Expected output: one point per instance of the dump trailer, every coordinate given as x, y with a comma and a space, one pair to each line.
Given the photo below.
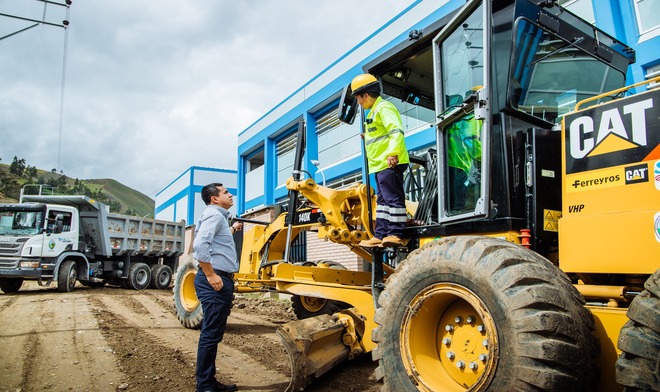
533, 267
74, 238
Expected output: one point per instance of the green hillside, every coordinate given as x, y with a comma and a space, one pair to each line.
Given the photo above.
121, 198
127, 197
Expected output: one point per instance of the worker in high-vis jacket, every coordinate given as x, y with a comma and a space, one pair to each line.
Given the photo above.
387, 158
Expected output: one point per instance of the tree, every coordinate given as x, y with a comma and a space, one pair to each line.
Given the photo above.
17, 166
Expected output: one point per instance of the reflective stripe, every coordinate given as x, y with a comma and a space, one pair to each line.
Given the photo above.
392, 214
378, 138
392, 132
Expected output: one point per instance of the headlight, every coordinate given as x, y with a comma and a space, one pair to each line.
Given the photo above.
29, 264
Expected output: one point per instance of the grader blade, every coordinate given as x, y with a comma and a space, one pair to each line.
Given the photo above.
314, 345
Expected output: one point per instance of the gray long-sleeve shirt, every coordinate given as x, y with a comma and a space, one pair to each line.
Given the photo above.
214, 242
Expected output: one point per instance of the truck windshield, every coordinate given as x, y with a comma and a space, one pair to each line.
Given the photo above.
463, 60
550, 75
21, 222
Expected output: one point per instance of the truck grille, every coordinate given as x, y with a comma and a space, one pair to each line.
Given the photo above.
10, 249
6, 263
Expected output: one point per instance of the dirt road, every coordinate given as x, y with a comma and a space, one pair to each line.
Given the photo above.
113, 339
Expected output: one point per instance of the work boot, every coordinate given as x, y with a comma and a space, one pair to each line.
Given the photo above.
372, 242
220, 387
391, 241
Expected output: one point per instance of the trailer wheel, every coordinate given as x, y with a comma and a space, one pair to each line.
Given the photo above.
478, 313
306, 307
638, 366
66, 279
139, 276
187, 306
10, 285
94, 284
161, 277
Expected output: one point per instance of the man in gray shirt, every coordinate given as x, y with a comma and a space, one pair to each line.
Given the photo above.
215, 250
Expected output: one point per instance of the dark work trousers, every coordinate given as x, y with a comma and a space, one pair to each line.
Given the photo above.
391, 201
216, 306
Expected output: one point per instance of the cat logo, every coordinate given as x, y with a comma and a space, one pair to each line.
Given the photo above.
614, 133
611, 134
638, 173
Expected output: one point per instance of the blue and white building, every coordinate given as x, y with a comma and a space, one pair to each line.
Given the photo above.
182, 199
266, 148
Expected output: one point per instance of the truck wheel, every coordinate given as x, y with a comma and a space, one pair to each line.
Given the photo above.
95, 284
161, 277
66, 279
478, 313
306, 307
187, 306
139, 276
638, 367
10, 285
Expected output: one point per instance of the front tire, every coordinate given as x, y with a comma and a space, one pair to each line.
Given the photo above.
187, 306
66, 279
481, 314
10, 285
161, 277
638, 366
139, 276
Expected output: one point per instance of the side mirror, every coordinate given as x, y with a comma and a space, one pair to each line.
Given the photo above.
59, 223
347, 106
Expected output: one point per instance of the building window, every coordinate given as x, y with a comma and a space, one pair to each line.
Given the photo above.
647, 15
254, 177
255, 162
337, 140
286, 151
582, 8
652, 72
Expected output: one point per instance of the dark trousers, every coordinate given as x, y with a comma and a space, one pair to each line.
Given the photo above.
215, 306
391, 201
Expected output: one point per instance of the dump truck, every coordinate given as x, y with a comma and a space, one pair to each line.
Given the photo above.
539, 269
65, 239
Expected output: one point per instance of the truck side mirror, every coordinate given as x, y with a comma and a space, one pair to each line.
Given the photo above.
347, 106
59, 223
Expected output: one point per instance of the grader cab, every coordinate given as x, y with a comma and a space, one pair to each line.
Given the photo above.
538, 268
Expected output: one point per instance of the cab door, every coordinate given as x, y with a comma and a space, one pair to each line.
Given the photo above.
461, 53
61, 235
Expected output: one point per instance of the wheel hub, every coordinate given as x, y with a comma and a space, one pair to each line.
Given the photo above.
448, 340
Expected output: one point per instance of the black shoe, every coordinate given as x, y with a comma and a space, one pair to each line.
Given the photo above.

....................

Scan the data above and copy each line containing the word "dump".

Expected output: one point per instance of the dump trailer, every coordinate given as x, y with a comma and a space, one pair to each line.
Expected output: one point per instance of the dump truck, every coordinate given as x, y with a comma and a space, one pair to each line.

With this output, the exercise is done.